Text block -
Restaurant loans to spur growth
- Loans to buy or build a restaurant:
Commercial mortgages may be used to buy an existing restaurant, buy a property and convert it into a restaurant, or build a new eatery from the ground up. Borrow up to 90% of LTV (loan to value, a comparison of the size of the loan to the value of the property), repay the loan over 1 – 30 years. The property acts as security for the loan.
- Finance to refurbish or expand a restaurant:
Development loans are ideal for refurbishing, expanding and retrofitting restaurant premises – paying for land, design and construction costs. Borrow up to 90% of the cost of the project, repay in 6 – 24 months, or convert to a commercial mortgage. The property acts as security for the loan.
Asset finance may be used to pay for expensive restaurant machinery and fittings, such as HVAC systems and big-ticket kitchen equipment. Pay for the assets as you use them to make money for your business. The asset acts as security for the loan. (You may also consider asset-refinance – a reverse loan that lets you release the equity in your existing business assets and then rent them back. Use the tied-up cash to pay working expenses, expand your business, pay taxes, or pay off other debt)
- Loans to join a restaurant franchise:
Buying into an established hospitality franchise can make good business sense – you become part of a well-known chain, gain valuable marketing support, and have easy access to supplies and equipment. However, restaurant franchises don’t come cheap, with some major chains asking more than £100,000 to join. Franchise finance helps you pay the joining and startup costs. Borrow from £1,000 up to £5million. Additional security may be required.
- Working capital for restaurants:
Cashflow problems are the most common cause of restaurant failure. Working capital loans are short-term debt that help you cover dips in trade, especially if your sales are seasonal. Choose from a small-business loan, merchant cash-advance, revolving credit line, or invoice-finance to secure the funds you need. Use the cash to pay for almost any business purchase, including wages, business rates and utilities. Additional security may be required.

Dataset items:
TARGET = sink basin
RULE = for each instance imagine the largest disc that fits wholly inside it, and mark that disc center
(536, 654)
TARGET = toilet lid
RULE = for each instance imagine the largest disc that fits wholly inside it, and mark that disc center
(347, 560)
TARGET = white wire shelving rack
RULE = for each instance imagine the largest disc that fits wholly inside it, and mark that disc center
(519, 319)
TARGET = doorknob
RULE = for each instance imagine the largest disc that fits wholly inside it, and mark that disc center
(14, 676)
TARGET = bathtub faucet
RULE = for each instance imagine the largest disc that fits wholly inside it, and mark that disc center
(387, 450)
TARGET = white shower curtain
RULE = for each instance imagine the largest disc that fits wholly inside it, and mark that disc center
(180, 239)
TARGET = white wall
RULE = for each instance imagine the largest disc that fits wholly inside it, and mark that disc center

Set of tasks -
1. Duplicate the passage of the restaurant financing text starting at "- Working capital" and ending at "utilities. Additional security may be required.".
2. Check each statement against the restaurant financing text, answering yes or no and quoting the words that decide it: (a) Development loans are repaid over 1 to 30 years. (b) Franchise finance allows borrowing of up to £5million. (c) Cashflow problems are the most common cause of restaurant failure.
3. Write the next part of the restaurant financing text, picking up after its last sentence.

Set of answers -
1.
- Working capital for restaurants:
Cashflow problems are the most common cause of restaurant failure. Working capital loans are short-term debt that help you cover dips in trade, especially if your sales are seasonal. Choose from a small-business loan, merchant cash-advance, revolving credit line, or invoice-finance to secure the funds you need. Use the cash to pay for almost any business purchase, including wages, business rates and utilities. Additional security may be required.

2.
(a) No: "repay in 6 – 24 months, or convert to a commercial mortgage."
(b) Yes: "Borrow from £1,000 up to £5million."
(c) Yes: "Cashflow problems are the most common cause of restaurant failure."

3.
VAT loans for restaurants:
Seasonal income and slow business periods can cause cashflow chaos, making it tough for some restaurants to pay their VAT bill on time. Use a short-term VAT loan to pay HMRC and avoid penalties and interest. The lender pays the taxman direct. You repay the loan over 3, 6, 9 or 12 months. Additional security may be required.
Restaurant loans for startup companies:
Launching a new restaurant can be daunting, and budding restauranteurs should secure as much funding as they can. Startup loans can provide much-needed seed money to get new businesses off the ground. Some of these loans are UK Government backed, allowing entrepreneurs to borrow up to £25,000 per business partner and a maximum of £100,000 if four partners are involved. (Repay over 1 – 5 years, with no personal guarantee required). A strong business plan and accurate financial forecasts are essential to secure a startup loan. Previous experience in hospitality is useful but not mandatory. Note that startup loans from non-government lenders may require security, have higher fees and interest rates and offer different funding limits and repayment terms.